Catch a Falling Star

Harvey Weinstein. I’m guessing more Google searches have been done on that name than anyone else in recent memory. Harvey might live in infamy in the category of Hollywood exploitation of power.

A number of lessons can be learned here. One is how quickly your “friends” become your critics. The slowest to come around with concern were those who benefited from the many favors Mr. Weinstein could provide. Like money. Access. Jobs. You know, the basics of life.

Even the former First Lady had to fess up. Bill’s wife, the nearly-elected president Hillary Clinton, says she was “shocked and appalled” by the revelations! One might be concerned this response was a bit feigned in light of similar language missing from her mouth following public revelations about her husband.

If shock is to be expressed, we should be shocked that we’re shocked to read this has happened! Actually, the workplace is full of this stuff. Women, and to some degree men, are fully aware this “grab for the sexual goodies” goes on wherever money and power coincide. They are like two sides of the personal greed coin.

* WRITTEN REQUEST
Extend the essay on Harvey Weinstein and the abuse of power, picking up after its final sentence. The listing after this point plays no part in the work here.

* MATERIAL PROVIDED
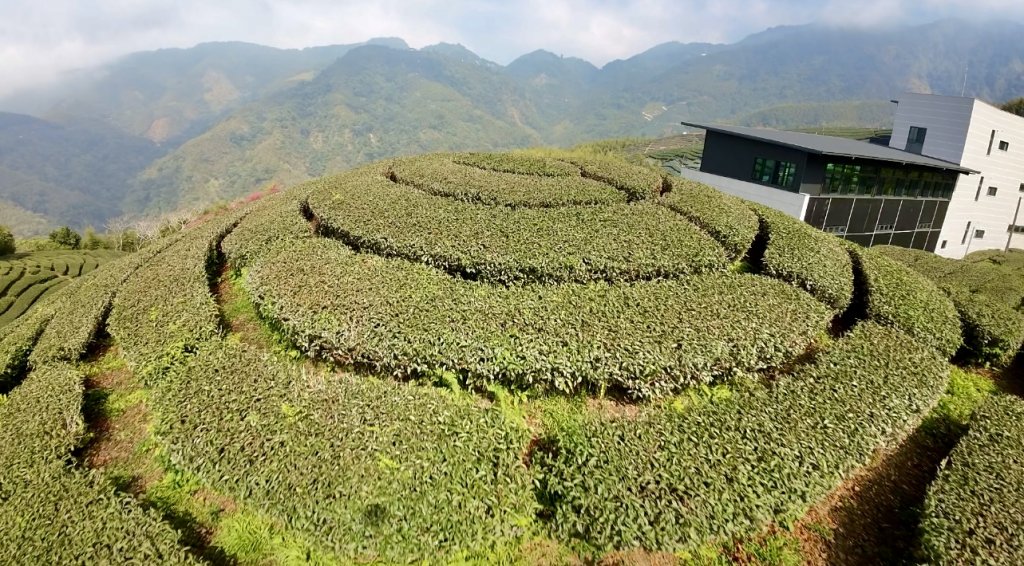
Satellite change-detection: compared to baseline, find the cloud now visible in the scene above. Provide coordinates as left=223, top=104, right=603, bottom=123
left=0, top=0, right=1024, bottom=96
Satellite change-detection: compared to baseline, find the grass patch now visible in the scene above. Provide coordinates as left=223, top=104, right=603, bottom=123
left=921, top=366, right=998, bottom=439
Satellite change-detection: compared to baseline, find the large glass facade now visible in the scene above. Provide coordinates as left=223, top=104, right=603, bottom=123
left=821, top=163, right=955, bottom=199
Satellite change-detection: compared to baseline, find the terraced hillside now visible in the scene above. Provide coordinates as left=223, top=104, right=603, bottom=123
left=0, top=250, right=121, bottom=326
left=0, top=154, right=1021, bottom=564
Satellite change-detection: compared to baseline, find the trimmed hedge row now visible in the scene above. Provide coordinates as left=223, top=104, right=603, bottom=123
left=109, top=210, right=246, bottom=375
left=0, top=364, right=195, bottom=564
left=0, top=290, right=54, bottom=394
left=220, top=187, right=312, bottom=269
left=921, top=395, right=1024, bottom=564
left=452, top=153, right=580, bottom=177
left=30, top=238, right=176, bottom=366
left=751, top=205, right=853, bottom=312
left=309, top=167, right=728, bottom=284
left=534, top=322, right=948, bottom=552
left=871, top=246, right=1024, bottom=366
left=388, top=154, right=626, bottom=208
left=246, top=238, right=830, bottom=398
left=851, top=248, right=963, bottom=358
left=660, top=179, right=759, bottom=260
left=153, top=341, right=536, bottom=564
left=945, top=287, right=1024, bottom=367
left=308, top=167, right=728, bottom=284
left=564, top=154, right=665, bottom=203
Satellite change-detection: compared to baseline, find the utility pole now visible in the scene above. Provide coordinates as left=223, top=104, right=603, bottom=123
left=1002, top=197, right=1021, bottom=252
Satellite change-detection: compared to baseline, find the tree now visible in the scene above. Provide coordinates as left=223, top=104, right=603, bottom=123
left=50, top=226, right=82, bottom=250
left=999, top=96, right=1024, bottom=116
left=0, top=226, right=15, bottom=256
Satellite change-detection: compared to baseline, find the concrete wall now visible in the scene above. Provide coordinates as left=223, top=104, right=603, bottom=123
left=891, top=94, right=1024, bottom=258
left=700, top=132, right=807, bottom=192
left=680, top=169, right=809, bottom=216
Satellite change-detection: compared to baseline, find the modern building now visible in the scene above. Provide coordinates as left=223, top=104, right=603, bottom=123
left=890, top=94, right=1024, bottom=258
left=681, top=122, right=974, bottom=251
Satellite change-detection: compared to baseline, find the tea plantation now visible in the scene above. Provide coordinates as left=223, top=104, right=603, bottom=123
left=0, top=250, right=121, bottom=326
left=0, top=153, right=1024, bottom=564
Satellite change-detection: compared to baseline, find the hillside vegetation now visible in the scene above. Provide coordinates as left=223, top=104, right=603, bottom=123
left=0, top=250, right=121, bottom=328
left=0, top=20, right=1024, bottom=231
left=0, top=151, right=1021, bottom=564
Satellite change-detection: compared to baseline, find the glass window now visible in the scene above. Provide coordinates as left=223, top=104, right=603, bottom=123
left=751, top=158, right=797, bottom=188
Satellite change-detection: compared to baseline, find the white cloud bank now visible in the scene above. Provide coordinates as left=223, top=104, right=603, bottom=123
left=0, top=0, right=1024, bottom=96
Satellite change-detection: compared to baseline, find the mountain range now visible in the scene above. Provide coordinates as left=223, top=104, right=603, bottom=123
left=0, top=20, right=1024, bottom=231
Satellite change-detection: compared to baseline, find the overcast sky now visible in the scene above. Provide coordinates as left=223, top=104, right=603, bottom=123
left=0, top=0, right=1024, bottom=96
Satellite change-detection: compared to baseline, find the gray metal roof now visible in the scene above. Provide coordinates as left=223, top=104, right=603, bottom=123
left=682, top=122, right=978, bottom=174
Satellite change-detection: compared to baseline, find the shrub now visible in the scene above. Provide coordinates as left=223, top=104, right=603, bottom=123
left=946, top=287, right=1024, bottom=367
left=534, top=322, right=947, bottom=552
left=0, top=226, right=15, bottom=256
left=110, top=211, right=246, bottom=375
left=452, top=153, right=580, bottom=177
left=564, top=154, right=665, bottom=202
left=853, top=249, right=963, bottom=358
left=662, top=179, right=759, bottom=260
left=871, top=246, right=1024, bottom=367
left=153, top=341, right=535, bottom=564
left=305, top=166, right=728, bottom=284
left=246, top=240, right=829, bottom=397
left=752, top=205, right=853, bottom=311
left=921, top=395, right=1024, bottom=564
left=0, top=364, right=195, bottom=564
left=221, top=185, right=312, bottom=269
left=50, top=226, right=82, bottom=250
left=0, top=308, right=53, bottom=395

* RESULT
Another lesson is how willing we are to sacrifice our supposed values. Many women refused to give in to Mr. Weinstein. How many more in Hollywood and throughout the world feel obligated to serve their power masters out of fear or selfish ambition? A sacrifice at the altar of false gods.

And then there’s the companion “hush up” problem. What did you know? And when did you know it? Some of the earlier and obvious known acts by Harvey suddenly disappeared from the legal books. Probably hundreds—maybe thousands—of folks knew what was happening behind the curtain. But they refused to speak. Oz might take them down. Or refuse to build them up.

Temptation is a vicious thing. Personal battles with it plague us all. When it moves into the workplace, it can quickly kill careers.

Witness the recent resignation of a congressman from Pennsylvania. This one was more personal for me since we were friends from my days in Pittsburgh. A known and respected psychologist—and man of supposed faith—Tim rose from state political office to the U.S. Congress. He’s a family man.

Somewhere amidst his several terms as a congressman, Tim became enamored with a female psychologist. And she with him. The two of them conceived a child.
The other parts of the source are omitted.